(Erkennungsbeispiele)

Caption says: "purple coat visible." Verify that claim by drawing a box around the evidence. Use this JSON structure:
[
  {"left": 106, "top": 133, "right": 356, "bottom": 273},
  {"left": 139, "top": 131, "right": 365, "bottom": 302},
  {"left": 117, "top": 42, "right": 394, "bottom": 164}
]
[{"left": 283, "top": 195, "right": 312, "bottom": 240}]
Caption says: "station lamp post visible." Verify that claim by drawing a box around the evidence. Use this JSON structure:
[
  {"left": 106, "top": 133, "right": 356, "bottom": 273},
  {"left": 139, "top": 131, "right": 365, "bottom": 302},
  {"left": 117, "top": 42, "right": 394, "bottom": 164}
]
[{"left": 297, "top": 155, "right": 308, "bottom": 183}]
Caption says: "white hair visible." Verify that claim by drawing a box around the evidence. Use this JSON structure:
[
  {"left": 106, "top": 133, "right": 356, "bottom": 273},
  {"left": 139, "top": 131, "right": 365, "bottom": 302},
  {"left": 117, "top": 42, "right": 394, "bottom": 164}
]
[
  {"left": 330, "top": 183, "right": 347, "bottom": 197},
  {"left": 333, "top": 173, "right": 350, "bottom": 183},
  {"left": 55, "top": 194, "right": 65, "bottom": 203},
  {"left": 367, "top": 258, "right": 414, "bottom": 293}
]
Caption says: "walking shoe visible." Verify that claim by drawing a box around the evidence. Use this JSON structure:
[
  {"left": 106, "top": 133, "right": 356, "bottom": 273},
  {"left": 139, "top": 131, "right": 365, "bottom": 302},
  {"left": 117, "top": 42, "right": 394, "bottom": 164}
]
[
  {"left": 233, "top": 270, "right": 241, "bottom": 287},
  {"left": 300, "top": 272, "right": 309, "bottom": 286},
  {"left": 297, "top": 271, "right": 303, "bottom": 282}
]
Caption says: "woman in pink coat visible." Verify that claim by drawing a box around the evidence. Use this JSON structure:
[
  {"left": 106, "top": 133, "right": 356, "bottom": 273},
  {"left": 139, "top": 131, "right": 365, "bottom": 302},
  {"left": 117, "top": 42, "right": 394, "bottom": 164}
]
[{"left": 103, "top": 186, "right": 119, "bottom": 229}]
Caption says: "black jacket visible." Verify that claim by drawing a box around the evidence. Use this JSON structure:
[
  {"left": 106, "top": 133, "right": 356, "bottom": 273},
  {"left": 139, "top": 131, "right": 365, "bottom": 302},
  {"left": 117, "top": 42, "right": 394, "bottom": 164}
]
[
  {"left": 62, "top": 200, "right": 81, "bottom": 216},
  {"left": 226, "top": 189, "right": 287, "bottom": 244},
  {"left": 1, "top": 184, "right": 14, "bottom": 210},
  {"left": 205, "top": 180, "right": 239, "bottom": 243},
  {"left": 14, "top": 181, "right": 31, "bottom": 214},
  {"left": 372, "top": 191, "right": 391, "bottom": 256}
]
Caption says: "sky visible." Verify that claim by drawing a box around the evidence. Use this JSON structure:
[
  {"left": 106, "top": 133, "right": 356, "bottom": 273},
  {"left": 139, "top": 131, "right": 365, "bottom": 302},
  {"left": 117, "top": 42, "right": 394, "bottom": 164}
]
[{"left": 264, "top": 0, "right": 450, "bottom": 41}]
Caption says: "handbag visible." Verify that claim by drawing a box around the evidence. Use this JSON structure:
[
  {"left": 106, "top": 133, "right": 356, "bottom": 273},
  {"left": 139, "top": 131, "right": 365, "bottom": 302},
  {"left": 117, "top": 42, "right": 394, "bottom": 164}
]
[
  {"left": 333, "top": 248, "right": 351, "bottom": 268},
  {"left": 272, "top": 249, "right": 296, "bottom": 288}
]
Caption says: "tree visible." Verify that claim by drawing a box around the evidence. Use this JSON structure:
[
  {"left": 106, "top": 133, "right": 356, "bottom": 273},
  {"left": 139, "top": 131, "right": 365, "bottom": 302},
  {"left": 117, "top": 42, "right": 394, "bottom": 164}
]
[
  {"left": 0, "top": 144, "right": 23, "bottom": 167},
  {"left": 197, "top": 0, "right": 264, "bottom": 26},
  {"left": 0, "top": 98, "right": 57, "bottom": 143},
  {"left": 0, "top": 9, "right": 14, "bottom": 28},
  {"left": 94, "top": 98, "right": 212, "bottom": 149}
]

Aufgabenstellung
Geben Sie jede Zeile des obigen Materials, in der das Wort „drawing“ vorkommt, unverändert zurück.

Übungsergebnis
Caption says: "purple coat visible." Verify that claim by drawing a box around the evidence. Use this JSON structure:
Caption says: "station lamp post visible." Verify that claim by drawing a box around the evidence. Use this JSON structure:
Caption says: "white hair visible." Verify that claim by drawing a box around the evidence. Use this JSON structure:
Caption says: "walking shoe visible." Verify that claim by drawing a box around the evidence. Use this JSON structure:
Caption says: "woman in pink coat visible." Verify that claim by drawing a box around the evidence. Use this JSON structure:
Caption says: "black jacket visible." Verify that claim by drawing a box around the evidence. Use this JSON structure:
Caption says: "sky visible." Verify that claim by drawing a box around the evidence. Use this JSON structure:
Caption says: "handbag visible." Verify that claim by drawing a box around the evidence. Use this JSON structure:
Caption says: "tree visible." Verify that claim by drawing a box around the evidence. Use this JSON structure:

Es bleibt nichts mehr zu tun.